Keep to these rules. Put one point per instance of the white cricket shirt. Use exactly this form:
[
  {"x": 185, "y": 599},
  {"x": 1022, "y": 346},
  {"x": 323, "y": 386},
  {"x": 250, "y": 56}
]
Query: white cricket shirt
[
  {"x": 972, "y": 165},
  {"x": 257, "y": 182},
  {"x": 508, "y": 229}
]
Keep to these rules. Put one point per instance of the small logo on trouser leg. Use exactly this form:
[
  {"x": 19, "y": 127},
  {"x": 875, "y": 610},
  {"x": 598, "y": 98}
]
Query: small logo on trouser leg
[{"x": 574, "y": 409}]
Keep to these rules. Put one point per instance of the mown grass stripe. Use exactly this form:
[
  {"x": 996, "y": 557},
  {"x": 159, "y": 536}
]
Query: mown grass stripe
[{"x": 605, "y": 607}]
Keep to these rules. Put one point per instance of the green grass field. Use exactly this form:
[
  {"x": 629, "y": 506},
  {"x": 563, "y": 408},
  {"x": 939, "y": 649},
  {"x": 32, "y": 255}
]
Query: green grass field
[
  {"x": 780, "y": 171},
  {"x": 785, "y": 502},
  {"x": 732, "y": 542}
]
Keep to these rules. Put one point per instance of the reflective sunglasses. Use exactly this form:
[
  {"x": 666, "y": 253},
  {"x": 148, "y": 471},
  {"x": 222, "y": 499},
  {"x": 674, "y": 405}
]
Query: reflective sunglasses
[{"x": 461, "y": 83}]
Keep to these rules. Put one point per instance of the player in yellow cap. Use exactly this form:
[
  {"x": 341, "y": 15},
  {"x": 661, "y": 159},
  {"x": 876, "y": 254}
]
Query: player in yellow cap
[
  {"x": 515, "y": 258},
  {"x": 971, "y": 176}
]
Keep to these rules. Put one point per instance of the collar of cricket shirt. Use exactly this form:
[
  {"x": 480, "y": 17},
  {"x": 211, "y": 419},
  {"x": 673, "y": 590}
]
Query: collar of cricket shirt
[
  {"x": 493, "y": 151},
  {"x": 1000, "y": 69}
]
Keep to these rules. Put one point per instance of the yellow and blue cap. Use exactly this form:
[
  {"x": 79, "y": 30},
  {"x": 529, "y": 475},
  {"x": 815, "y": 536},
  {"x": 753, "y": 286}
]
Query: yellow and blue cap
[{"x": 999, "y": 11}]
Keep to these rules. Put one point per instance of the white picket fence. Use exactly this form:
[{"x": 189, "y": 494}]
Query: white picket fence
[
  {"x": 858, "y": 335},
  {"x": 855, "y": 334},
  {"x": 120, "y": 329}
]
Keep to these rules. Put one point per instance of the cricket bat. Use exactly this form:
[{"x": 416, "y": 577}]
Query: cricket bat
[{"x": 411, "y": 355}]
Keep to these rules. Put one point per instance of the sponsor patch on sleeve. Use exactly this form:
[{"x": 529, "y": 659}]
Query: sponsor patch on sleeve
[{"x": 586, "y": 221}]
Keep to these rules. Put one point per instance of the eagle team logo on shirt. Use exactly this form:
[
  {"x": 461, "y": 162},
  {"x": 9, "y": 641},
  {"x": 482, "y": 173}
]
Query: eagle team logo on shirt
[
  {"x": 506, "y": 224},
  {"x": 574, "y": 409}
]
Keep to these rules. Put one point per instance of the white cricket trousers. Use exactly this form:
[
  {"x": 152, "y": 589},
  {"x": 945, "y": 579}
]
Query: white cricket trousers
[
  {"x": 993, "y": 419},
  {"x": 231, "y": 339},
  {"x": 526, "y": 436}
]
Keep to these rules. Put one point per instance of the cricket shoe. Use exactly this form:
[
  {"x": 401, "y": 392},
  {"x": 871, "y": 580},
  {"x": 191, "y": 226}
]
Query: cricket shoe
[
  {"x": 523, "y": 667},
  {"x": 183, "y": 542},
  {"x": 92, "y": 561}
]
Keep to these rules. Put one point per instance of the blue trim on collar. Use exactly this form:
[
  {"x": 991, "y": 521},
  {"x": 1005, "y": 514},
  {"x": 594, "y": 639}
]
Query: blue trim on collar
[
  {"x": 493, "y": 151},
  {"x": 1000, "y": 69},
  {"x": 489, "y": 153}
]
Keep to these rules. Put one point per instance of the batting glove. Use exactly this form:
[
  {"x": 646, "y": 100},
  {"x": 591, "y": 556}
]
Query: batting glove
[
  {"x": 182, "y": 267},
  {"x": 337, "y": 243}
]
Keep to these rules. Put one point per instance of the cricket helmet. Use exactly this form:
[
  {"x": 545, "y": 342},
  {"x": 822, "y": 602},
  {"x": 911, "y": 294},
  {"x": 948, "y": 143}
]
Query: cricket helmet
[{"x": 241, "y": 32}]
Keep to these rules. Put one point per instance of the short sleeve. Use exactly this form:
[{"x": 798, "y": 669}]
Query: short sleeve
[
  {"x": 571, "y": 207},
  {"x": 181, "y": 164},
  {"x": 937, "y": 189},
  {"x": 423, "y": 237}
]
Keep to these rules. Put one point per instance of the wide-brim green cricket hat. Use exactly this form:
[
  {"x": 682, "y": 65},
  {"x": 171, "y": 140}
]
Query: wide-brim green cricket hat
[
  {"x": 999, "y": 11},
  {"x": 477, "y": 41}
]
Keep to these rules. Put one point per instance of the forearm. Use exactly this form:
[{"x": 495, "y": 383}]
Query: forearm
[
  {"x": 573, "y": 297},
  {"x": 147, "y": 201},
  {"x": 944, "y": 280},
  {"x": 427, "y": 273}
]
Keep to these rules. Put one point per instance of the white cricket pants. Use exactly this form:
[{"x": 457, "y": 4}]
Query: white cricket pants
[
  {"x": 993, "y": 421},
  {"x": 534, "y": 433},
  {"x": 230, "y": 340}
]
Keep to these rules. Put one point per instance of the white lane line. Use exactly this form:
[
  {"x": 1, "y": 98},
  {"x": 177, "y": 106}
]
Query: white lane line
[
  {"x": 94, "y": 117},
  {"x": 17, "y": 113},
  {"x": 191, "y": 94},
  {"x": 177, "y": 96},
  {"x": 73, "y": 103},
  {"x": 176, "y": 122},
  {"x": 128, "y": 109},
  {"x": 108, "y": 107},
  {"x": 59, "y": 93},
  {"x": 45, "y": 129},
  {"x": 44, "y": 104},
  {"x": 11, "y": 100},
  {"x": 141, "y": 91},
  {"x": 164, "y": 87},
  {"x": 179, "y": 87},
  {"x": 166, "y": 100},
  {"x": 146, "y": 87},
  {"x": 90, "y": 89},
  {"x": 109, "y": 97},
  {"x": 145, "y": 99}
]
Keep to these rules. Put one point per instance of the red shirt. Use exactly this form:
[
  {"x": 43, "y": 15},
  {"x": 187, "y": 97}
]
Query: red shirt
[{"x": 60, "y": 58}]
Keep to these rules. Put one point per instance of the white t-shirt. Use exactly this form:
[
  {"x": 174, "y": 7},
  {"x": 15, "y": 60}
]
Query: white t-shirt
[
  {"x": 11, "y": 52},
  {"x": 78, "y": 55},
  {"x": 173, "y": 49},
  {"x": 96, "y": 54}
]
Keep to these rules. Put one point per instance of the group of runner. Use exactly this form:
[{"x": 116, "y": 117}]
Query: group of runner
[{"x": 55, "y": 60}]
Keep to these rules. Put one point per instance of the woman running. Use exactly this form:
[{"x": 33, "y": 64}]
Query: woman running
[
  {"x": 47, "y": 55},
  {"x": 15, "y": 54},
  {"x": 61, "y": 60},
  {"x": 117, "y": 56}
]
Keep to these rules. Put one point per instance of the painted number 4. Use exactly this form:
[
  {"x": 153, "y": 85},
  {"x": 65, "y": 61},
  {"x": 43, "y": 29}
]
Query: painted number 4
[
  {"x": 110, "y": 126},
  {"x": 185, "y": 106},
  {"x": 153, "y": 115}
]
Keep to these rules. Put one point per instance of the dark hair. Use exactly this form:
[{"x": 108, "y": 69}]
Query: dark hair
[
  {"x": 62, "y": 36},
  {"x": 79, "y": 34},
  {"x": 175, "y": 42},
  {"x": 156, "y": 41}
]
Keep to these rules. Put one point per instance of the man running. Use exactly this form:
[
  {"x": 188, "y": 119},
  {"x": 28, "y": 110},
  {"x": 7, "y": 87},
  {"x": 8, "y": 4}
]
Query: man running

TASK GOAL | Each line from the one that contains "Query: painted number 4" through the end of the records must be repeated exactly. No other line belongs in the answer.

SOLUTION |
Query: painted number 4
[
  {"x": 110, "y": 126},
  {"x": 185, "y": 106},
  {"x": 153, "y": 115}
]
Keep to these rules. Put one point per instance of the dark hair. Use exactly this form:
[{"x": 108, "y": 69}]
Query: dark hair
[
  {"x": 62, "y": 36},
  {"x": 79, "y": 34},
  {"x": 175, "y": 42},
  {"x": 156, "y": 41}
]
Keep to these rules. Put one point per instance of the man running. Use exactly this form:
[
  {"x": 188, "y": 119},
  {"x": 28, "y": 110},
  {"x": 7, "y": 87},
  {"x": 8, "y": 4}
]
Query: man running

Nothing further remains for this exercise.